Problem to solve
Copy each of the following records line by line, keeping every character unchanged.
*****
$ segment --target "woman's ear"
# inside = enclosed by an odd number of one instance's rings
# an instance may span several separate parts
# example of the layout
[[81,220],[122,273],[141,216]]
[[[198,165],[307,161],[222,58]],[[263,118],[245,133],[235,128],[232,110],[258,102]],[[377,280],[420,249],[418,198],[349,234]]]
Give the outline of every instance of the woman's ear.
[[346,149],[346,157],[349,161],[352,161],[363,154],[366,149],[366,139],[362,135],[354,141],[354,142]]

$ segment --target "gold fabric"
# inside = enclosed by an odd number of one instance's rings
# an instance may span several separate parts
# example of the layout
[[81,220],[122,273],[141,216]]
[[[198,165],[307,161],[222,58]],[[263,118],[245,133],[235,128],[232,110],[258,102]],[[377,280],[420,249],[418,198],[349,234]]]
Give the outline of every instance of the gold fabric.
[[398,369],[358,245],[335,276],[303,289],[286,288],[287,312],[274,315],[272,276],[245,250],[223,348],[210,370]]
*****
The answer
$ segment --target "woman's ear"
# inside = enclosed by an odd number of one instance's rings
# an instance may span several separate parts
# example of the layout
[[81,220],[122,273],[141,216]]
[[[198,165],[307,161],[222,58]],[[263,118],[245,133],[235,128],[232,110],[258,102]],[[377,280],[420,249],[418,198],[349,234]]]
Give the outline of every instance of the woman's ear.
[[346,149],[346,157],[349,161],[352,161],[363,154],[366,149],[366,139],[362,135],[354,141],[354,142]]

$ segment --target "gold fabric"
# inside = enclosed by an odd number of one instance's rings
# an instance may span several separate parts
# example of the layout
[[81,220],[122,273],[141,216]]
[[[198,165],[307,161],[222,58]],[[263,118],[245,133],[235,128],[232,110],[258,102]],[[377,280],[420,249],[418,198],[349,234]]]
Give the outline of every instance of the gold fabric.
[[398,369],[358,245],[335,276],[303,289],[286,288],[287,312],[274,315],[272,276],[245,250],[223,348],[210,370]]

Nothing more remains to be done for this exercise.